Items listed in a dataset:
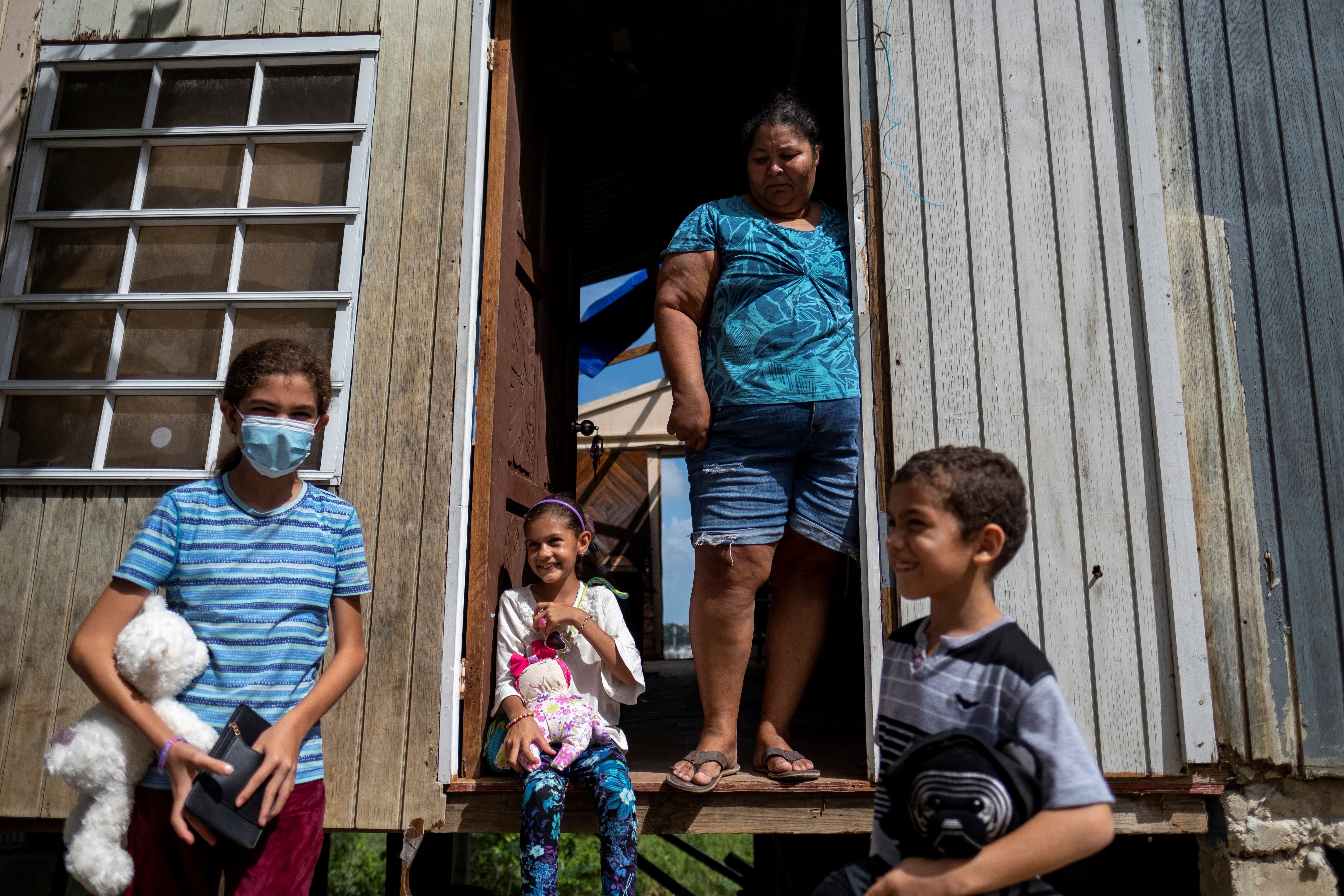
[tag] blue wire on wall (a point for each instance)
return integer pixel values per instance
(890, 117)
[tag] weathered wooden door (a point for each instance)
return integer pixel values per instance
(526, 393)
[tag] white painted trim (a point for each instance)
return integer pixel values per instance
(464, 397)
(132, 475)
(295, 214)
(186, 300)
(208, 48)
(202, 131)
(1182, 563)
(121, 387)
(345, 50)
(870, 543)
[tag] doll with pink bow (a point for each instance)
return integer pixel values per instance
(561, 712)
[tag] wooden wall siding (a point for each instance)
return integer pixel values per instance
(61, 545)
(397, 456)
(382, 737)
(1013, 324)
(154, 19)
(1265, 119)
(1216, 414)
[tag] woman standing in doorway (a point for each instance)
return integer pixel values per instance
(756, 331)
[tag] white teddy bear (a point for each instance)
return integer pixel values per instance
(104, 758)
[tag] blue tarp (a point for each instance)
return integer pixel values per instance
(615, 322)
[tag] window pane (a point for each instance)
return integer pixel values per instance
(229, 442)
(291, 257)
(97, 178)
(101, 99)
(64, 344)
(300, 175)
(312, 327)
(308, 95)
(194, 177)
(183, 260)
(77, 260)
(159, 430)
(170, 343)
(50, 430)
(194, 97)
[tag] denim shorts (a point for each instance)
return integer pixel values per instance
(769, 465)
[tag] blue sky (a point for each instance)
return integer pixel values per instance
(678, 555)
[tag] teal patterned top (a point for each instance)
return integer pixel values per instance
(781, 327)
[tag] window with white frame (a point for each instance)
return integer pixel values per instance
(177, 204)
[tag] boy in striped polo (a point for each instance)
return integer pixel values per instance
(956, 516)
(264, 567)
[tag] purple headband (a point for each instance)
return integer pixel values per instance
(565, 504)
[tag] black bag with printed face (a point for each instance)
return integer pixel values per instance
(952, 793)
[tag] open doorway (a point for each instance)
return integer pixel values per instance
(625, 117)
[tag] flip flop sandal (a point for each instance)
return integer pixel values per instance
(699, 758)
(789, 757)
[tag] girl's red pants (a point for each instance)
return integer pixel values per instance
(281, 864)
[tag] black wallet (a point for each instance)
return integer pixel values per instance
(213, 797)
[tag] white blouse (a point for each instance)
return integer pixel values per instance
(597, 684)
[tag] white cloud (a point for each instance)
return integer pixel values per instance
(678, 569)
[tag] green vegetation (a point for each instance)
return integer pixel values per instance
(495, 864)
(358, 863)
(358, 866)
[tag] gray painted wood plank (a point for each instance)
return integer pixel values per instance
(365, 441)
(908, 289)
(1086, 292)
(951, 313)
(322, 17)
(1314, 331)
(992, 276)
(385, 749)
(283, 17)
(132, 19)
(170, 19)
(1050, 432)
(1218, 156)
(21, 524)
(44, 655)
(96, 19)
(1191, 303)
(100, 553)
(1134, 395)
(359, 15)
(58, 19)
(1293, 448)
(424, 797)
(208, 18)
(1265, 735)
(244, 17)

> _Your task_:
Tally the lines above that hold "black" and write the result as a lone number.

> _Task output_:
2